* **Text provided**
▬▬▬▬▬▬▬▬▬▬

Friday, June 25, 2004

Death by Parking Tickets

So I've now accrued 15 Parking Tickets... many of which are overdue. Guess who wants to die?

I'm now dealing with my parking ticket problem... through a series of mishaps and forgetful moments, I've managed to round up 15 parking tickets. Of course I couldn't pay all of them as I'm a student with no money and no job at the time... but of course when I called the Parking Violations Bureau they said there was no way to stop payment and I could go fuck myself. Basically after 21 days, each ticket would increase in amount... and since there was no way I could get the money for all these tickets within each ticket's 21 days, I didn't know what to do.

Two times after that first call I called back and asked if there was any way to extend payment or stop the increase in penalties, and every time I was told NO... so I perused the Parking Violations Bureau website and FOUND a Financial Waiver Request Form... so I'm requesting a waiver, as well as an administrative hearing to clear my name of all the bullshit penalty fees that I shouldn't be paying since they lied to me about extending/delaying the payments on the tickets. Be glad you're not the LA Parking Violations Bureau... because you'd definitely be on my shit list... and I'd be coming for you.

Other than that life is great!!! Chris Alexander just bought the 6th Season of "Buffy the Vampire Slayer" on DVD and is very excited about it... so I think we should all congratulate him... Congrats Chris! I saw my friend Darren today for the first time in a LONG time and that was fun... especially when I saw a picture of his mom in her younger years and she looked exactly like Karen Allen (Raiders of the Lost Ark), who, I must confess... I love a great deal. Did you know she was in Sandlot? And The Perfect Storm? Let's not forget about In the Bedroom...

▬▬▬▬▬▬▬▬▬▬

* **Data provided**
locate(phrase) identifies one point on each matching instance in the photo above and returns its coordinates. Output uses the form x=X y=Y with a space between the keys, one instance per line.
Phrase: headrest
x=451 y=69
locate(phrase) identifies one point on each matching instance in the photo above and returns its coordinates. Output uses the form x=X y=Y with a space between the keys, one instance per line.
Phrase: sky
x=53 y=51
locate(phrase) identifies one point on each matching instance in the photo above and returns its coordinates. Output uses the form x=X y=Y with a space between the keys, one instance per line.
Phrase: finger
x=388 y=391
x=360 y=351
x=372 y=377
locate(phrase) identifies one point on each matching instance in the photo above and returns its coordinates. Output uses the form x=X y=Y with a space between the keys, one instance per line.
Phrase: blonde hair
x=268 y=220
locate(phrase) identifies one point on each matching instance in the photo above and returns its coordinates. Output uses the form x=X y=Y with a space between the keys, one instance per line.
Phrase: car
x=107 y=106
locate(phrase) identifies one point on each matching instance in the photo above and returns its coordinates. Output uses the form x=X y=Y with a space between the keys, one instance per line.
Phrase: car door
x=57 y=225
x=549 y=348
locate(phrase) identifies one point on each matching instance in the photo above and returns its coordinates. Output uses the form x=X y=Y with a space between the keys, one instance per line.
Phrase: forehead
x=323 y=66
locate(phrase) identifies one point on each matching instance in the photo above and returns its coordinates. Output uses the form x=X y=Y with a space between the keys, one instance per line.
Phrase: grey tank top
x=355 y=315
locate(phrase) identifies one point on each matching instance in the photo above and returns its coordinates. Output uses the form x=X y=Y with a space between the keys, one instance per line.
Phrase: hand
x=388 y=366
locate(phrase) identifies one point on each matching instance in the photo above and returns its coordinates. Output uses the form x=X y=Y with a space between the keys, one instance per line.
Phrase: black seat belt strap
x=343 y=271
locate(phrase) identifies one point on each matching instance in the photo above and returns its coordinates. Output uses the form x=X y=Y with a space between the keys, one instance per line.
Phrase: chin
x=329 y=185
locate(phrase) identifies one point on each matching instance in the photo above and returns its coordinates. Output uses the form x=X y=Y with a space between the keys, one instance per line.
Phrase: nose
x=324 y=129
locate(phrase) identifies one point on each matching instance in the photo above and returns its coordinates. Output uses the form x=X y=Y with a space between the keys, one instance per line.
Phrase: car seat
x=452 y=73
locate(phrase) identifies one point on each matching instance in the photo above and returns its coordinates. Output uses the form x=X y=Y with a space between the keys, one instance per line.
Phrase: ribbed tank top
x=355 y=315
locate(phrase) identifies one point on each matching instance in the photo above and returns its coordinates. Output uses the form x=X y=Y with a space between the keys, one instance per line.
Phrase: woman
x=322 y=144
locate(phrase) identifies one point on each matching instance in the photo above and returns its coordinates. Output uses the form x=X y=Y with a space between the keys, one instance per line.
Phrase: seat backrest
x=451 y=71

▬▬▬▬▬▬▬▬▬▬

* **Given instruction**
In the blog post about parking tickets, what form did the writer find on the Parking Violations Bureau website? None of the items is needed here.

* **Correct result**
A Financial Waiver Request Form.